+++ Extracted data
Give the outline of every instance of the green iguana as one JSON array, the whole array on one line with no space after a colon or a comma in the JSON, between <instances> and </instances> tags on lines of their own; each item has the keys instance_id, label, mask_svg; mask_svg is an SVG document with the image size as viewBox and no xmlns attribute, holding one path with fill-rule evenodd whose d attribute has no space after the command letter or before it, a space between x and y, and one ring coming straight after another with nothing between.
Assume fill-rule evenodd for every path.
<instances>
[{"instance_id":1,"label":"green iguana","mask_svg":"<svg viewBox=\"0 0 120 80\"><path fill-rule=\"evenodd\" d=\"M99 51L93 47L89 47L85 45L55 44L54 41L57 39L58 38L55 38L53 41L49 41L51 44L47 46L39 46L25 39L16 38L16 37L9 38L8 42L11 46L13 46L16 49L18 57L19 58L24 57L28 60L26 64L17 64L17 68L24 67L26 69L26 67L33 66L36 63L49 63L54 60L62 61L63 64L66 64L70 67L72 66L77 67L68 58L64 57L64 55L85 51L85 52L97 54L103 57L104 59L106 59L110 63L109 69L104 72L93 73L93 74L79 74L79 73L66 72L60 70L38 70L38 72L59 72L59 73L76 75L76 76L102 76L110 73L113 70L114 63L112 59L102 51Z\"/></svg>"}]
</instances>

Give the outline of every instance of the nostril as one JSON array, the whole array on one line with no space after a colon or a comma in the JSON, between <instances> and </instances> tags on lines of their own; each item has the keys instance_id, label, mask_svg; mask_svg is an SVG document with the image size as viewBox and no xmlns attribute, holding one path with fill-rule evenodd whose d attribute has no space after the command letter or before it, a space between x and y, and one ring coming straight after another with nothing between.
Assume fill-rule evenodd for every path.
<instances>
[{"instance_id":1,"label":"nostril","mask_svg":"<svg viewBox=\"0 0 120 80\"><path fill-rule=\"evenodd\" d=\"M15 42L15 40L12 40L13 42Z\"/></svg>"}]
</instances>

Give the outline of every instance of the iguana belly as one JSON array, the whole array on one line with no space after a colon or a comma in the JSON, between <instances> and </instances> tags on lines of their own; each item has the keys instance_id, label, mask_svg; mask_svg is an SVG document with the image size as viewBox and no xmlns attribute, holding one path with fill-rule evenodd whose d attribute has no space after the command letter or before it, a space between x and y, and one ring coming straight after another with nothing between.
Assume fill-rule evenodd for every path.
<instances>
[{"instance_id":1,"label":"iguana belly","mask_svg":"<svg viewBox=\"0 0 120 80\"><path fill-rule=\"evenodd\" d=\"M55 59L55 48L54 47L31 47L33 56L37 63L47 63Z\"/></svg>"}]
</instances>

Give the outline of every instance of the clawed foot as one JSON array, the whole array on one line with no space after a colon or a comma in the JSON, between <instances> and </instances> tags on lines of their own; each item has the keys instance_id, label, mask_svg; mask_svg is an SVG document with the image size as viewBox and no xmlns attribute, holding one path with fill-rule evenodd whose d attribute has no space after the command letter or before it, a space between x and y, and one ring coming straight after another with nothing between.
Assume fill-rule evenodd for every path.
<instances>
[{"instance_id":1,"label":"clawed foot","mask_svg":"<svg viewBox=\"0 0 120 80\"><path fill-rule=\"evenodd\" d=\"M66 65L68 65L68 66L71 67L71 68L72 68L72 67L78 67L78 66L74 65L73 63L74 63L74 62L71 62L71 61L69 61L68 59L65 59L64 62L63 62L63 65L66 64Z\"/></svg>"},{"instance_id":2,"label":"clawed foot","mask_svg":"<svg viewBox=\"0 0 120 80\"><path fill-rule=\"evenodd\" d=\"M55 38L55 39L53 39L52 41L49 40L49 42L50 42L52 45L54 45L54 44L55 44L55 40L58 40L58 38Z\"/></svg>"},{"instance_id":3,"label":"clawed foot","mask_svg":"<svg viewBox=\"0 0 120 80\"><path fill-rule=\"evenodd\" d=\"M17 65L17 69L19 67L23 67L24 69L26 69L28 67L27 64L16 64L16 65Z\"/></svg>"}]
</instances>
++++++
= Task goal =
The data should be printed again exactly, line for line.

= Written answer =
Give the outline of every instance of the green iguana as one JSON array, the whole array on one line with no space after a colon or a comma in the JSON, between <instances> and </instances> tags on lines of their own; each item has the keys instance_id, label, mask_svg; mask_svg is an SVG document with the image size as viewBox and no xmlns attribute, holding one path with fill-rule evenodd whose d attribute has no space after the command letter or before it, a space between x and y, and one ring coming straight after another with nothing between.
Assume fill-rule evenodd for every path.
<instances>
[{"instance_id":1,"label":"green iguana","mask_svg":"<svg viewBox=\"0 0 120 80\"><path fill-rule=\"evenodd\" d=\"M99 51L93 47L89 47L85 45L55 44L54 41L57 39L58 38L55 38L53 41L49 41L51 44L47 46L39 46L25 39L16 38L16 37L9 38L8 42L11 46L13 46L16 49L18 57L19 58L24 57L28 60L26 64L17 64L17 68L24 67L26 69L26 67L33 66L36 63L49 63L54 60L62 61L63 64L66 64L70 67L72 66L77 67L68 58L64 57L64 55L85 51L85 52L97 54L103 57L104 59L106 59L110 63L109 69L104 72L93 73L93 74L79 74L79 73L66 72L60 70L38 70L38 72L59 72L59 73L76 75L76 76L102 76L110 73L113 70L114 63L112 59L102 51Z\"/></svg>"}]
</instances>

Give the outline of every instance of the nostril as one JSON array, the whole array on one line with no space after a colon or a comma in the JSON, between <instances> and </instances> tags on lines of their own; each item has the keys instance_id, label, mask_svg; mask_svg is an SVG document with the image size as viewBox and no xmlns attribute, holding one path with fill-rule evenodd whose d attribute has no space after the command letter or before it, a space between x and y, and one ring coming straight after another with nothing between.
Assume fill-rule evenodd for every path.
<instances>
[{"instance_id":1,"label":"nostril","mask_svg":"<svg viewBox=\"0 0 120 80\"><path fill-rule=\"evenodd\" d=\"M15 42L15 40L12 40L13 42Z\"/></svg>"}]
</instances>

Give the outline of every instance of the iguana belly as one JSON array, the whole array on one line with no space after a colon or a comma in the JSON, between <instances> and </instances> tags on lines of their own; each item has the keys instance_id, label, mask_svg; mask_svg is an SVG document with the image size as viewBox and no xmlns attribute, holding one path with fill-rule evenodd whose d attribute has no space after the command letter or before it, a space between x and y, and one ring coming straight after another with nothing between.
Assume fill-rule evenodd for every path.
<instances>
[{"instance_id":1,"label":"iguana belly","mask_svg":"<svg viewBox=\"0 0 120 80\"><path fill-rule=\"evenodd\" d=\"M55 59L55 48L54 47L31 47L33 56L37 63L47 63Z\"/></svg>"}]
</instances>

Give the outline of every instance of the clawed foot as one JSON array, the whole array on one line with no space after a colon or a comma in the JSON, between <instances> and </instances> tags on lines of their own; each item has the keys instance_id, label, mask_svg; mask_svg is an SVG document with the image size as viewBox and no xmlns attribute, holding one path with fill-rule evenodd whose d attribute has no space after the command letter or before it, a space between x and y, and one ring coming straight after another with nothing between.
Assume fill-rule evenodd for every path.
<instances>
[{"instance_id":1,"label":"clawed foot","mask_svg":"<svg viewBox=\"0 0 120 80\"><path fill-rule=\"evenodd\" d=\"M66 65L68 65L68 66L71 67L71 68L72 68L72 67L78 67L78 66L74 65L73 63L74 63L74 62L71 62L71 61L69 61L68 59L65 59L64 62L63 62L63 65L66 64Z\"/></svg>"},{"instance_id":2,"label":"clawed foot","mask_svg":"<svg viewBox=\"0 0 120 80\"><path fill-rule=\"evenodd\" d=\"M55 38L55 39L53 39L52 41L49 40L49 42L50 42L52 45L54 45L54 44L55 44L55 40L58 40L58 38Z\"/></svg>"},{"instance_id":3,"label":"clawed foot","mask_svg":"<svg viewBox=\"0 0 120 80\"><path fill-rule=\"evenodd\" d=\"M17 65L17 69L19 67L23 67L24 69L26 69L28 67L27 64L16 64L16 65Z\"/></svg>"}]
</instances>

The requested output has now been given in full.